● TASK DESCRIPTION
Count how many lines of the data below contain the string "canna", matching case exactly, and reply with that number alone.
==== RECORDS SUPPLIED ====
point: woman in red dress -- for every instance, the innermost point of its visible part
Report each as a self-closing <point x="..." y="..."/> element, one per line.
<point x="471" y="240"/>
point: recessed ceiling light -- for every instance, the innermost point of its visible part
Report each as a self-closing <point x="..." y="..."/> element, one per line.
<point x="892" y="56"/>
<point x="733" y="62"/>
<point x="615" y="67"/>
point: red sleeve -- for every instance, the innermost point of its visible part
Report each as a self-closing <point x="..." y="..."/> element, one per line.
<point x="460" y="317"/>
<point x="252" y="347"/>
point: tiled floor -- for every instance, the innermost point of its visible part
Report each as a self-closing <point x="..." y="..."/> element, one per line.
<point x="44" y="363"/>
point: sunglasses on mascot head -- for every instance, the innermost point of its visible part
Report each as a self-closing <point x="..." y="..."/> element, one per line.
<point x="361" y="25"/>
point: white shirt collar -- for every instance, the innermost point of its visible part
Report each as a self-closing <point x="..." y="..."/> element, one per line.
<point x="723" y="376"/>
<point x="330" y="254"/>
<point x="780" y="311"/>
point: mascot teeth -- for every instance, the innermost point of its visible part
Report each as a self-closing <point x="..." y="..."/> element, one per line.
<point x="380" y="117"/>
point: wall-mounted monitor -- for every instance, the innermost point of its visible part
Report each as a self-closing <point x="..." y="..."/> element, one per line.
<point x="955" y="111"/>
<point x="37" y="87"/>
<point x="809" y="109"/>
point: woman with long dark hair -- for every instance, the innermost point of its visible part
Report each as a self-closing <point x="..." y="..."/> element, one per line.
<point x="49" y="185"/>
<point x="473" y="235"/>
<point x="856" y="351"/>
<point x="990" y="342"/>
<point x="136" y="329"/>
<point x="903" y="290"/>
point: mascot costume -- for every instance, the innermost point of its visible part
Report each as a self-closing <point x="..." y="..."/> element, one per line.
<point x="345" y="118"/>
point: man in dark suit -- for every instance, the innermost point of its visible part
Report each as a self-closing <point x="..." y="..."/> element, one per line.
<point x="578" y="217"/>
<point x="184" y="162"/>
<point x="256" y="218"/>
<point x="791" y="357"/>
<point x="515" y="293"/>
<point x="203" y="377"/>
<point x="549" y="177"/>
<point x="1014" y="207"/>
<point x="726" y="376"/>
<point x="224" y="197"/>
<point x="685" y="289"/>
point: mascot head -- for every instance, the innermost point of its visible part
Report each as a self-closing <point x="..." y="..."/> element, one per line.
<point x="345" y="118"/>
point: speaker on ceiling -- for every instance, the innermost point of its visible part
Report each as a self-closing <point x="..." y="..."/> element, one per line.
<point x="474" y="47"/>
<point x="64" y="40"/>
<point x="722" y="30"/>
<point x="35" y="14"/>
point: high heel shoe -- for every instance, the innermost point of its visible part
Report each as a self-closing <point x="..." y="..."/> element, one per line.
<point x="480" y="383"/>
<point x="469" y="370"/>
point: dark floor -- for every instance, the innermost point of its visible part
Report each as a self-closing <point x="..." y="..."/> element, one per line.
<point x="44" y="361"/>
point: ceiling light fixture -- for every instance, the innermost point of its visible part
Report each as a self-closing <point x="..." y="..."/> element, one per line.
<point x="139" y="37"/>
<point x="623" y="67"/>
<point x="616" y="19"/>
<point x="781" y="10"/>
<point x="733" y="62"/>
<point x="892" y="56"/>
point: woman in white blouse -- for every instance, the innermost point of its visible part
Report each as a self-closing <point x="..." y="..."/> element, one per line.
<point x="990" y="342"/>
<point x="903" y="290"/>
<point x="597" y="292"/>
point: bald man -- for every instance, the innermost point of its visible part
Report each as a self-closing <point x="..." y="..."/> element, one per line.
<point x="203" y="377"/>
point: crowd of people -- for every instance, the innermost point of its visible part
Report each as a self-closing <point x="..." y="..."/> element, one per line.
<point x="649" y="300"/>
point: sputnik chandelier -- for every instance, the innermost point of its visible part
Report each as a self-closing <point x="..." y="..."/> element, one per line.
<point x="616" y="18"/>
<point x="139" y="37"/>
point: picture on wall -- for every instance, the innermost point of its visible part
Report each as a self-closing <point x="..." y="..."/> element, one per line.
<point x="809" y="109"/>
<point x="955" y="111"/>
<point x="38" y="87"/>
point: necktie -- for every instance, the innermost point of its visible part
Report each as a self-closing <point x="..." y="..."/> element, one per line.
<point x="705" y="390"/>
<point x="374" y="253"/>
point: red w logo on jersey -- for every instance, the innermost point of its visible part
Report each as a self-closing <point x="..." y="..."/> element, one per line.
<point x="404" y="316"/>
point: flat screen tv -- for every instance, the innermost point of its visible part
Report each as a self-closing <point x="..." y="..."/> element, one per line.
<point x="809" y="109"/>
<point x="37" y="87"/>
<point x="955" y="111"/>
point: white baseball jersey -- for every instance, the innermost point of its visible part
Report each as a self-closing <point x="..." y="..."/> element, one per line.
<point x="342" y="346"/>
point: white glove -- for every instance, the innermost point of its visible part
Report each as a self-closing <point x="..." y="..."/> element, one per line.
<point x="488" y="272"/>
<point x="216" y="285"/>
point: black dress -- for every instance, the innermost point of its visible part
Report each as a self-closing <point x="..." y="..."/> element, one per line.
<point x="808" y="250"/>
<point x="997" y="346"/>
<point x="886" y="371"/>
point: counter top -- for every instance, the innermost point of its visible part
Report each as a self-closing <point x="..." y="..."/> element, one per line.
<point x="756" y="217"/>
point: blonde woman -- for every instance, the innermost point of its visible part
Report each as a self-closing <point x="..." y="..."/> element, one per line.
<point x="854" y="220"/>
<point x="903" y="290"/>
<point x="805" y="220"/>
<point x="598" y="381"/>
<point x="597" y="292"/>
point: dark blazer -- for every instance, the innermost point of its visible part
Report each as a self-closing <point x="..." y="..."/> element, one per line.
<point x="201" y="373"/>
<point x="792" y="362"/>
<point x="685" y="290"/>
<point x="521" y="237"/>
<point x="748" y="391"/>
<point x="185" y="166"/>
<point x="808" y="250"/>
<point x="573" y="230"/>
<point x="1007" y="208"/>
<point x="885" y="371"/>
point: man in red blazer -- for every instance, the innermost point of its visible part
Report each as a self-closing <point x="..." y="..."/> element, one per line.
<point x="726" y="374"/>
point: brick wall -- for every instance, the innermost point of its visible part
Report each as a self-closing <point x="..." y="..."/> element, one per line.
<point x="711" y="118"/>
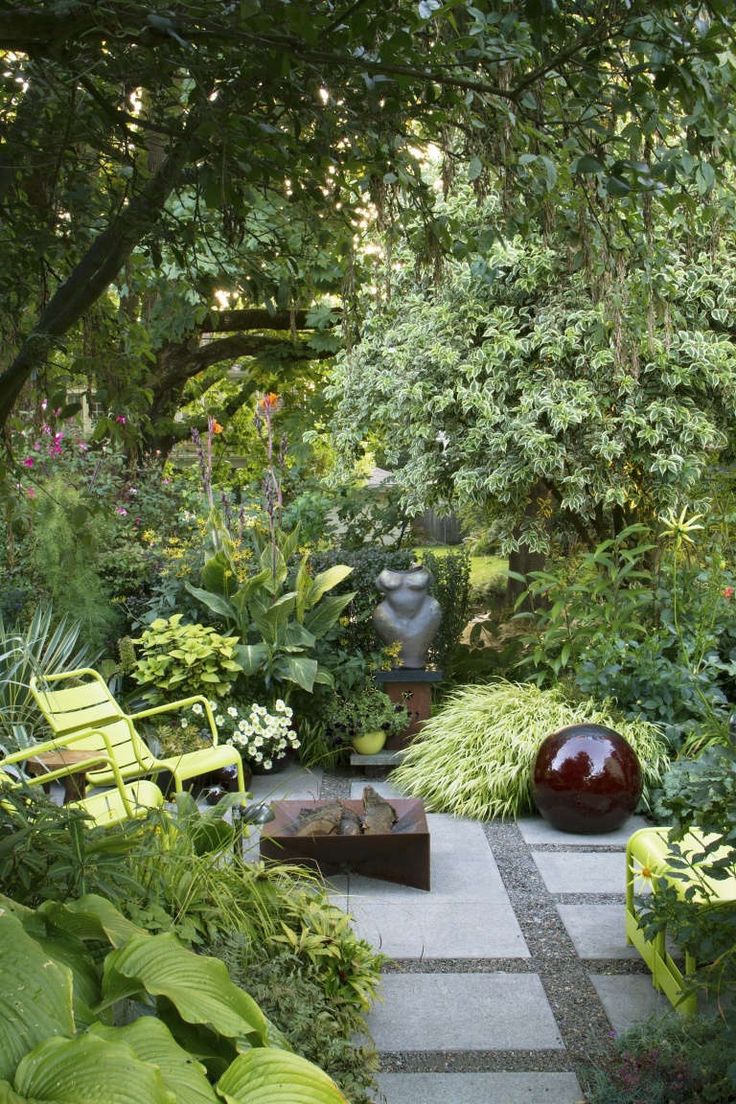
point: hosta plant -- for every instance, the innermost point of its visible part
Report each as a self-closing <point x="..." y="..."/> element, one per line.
<point x="75" y="974"/>
<point x="278" y="627"/>
<point x="475" y="756"/>
<point x="176" y="658"/>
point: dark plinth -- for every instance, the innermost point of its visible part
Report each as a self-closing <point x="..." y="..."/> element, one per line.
<point x="401" y="856"/>
<point x="411" y="687"/>
<point x="587" y="778"/>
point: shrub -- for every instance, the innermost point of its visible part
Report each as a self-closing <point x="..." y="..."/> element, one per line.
<point x="451" y="587"/>
<point x="669" y="1060"/>
<point x="319" y="1027"/>
<point x="356" y="625"/>
<point x="475" y="756"/>
<point x="190" y="658"/>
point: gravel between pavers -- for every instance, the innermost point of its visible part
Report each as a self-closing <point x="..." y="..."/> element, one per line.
<point x="578" y="1011"/>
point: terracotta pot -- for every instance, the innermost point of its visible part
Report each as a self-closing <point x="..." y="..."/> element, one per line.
<point x="370" y="743"/>
<point x="587" y="779"/>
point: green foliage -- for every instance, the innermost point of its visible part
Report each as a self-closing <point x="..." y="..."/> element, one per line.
<point x="278" y="627"/>
<point x="356" y="625"/>
<point x="562" y="399"/>
<point x="366" y="710"/>
<point x="641" y="622"/>
<point x="451" y="587"/>
<point x="669" y="1060"/>
<point x="64" y="556"/>
<point x="39" y="648"/>
<point x="475" y="755"/>
<point x="318" y="1026"/>
<point x="700" y="794"/>
<point x="55" y="1044"/>
<point x="51" y="852"/>
<point x="179" y="657"/>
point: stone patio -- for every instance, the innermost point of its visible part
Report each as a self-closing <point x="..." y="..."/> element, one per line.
<point x="511" y="974"/>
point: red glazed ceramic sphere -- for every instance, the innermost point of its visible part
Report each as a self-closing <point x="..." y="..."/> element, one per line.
<point x="587" y="778"/>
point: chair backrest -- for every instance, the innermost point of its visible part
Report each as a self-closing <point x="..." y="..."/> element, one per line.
<point x="91" y="706"/>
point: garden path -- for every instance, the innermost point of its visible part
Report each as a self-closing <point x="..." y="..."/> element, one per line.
<point x="510" y="974"/>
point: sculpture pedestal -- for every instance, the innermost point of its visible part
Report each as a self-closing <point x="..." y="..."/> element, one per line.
<point x="411" y="687"/>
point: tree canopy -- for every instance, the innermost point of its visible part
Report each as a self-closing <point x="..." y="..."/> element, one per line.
<point x="136" y="131"/>
<point x="550" y="397"/>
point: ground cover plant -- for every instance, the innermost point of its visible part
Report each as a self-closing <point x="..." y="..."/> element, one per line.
<point x="73" y="974"/>
<point x="669" y="1060"/>
<point x="475" y="755"/>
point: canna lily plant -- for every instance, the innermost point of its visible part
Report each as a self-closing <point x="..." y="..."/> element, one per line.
<point x="278" y="628"/>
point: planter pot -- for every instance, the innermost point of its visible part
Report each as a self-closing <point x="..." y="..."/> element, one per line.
<point x="370" y="743"/>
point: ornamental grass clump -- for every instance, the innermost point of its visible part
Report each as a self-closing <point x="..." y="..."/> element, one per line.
<point x="475" y="756"/>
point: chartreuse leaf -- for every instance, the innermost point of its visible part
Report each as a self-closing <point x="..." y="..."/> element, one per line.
<point x="199" y="987"/>
<point x="276" y="1076"/>
<point x="88" y="1071"/>
<point x="327" y="581"/>
<point x="91" y="917"/>
<point x="151" y="1041"/>
<point x="8" y="1096"/>
<point x="36" y="995"/>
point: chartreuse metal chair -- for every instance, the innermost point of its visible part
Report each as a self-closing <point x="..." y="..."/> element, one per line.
<point x="105" y="808"/>
<point x="648" y="862"/>
<point x="91" y="710"/>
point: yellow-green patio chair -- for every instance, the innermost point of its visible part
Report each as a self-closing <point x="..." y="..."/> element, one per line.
<point x="648" y="859"/>
<point x="88" y="709"/>
<point x="104" y="808"/>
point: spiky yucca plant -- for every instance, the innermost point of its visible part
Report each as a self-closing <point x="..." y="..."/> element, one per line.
<point x="475" y="756"/>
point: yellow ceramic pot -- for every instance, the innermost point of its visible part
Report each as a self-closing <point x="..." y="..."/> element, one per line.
<point x="370" y="743"/>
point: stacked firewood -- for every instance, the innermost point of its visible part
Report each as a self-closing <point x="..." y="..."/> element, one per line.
<point x="337" y="818"/>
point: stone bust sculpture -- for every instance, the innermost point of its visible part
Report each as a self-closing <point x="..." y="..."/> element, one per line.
<point x="407" y="614"/>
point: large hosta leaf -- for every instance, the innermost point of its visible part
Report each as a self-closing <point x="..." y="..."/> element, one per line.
<point x="91" y="917"/>
<point x="200" y="988"/>
<point x="35" y="995"/>
<point x="88" y="1071"/>
<point x="152" y="1042"/>
<point x="276" y="1076"/>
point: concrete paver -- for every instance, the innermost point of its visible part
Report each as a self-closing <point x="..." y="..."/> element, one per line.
<point x="597" y="931"/>
<point x="582" y="871"/>
<point x="628" y="999"/>
<point x="464" y="1011"/>
<point x="428" y="929"/>
<point x="479" y="1087"/>
<point x="537" y="830"/>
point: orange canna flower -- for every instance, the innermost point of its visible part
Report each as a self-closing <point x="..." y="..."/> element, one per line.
<point x="269" y="403"/>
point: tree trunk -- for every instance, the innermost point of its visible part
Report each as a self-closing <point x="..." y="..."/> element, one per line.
<point x="94" y="273"/>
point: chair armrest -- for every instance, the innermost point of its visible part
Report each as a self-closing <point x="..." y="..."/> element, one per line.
<point x="176" y="706"/>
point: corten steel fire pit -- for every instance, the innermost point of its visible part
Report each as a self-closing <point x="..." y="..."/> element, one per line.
<point x="400" y="856"/>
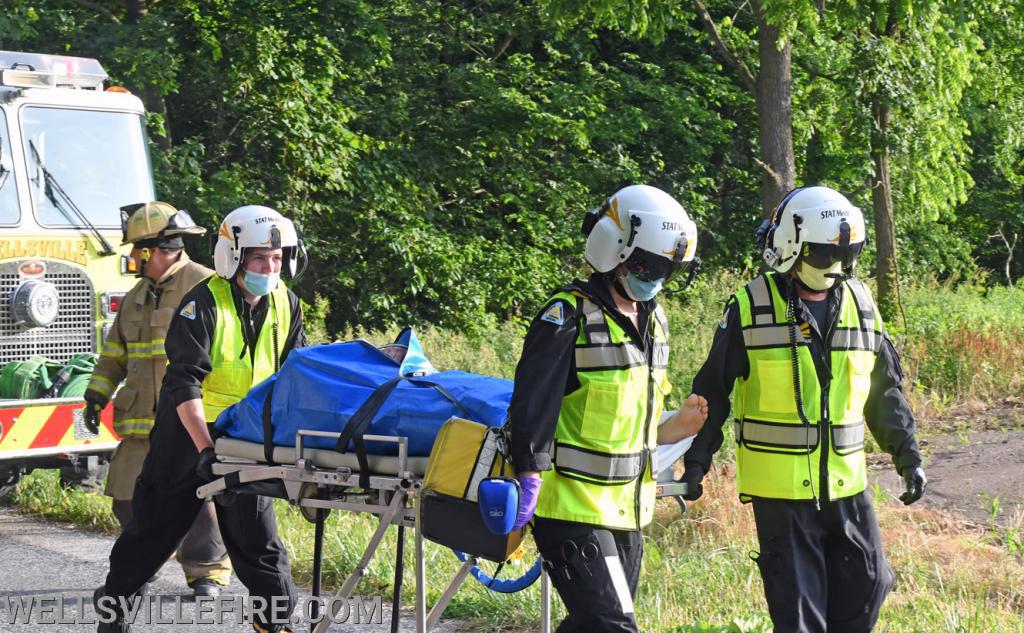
====
● WRITTEN RESPONSE
2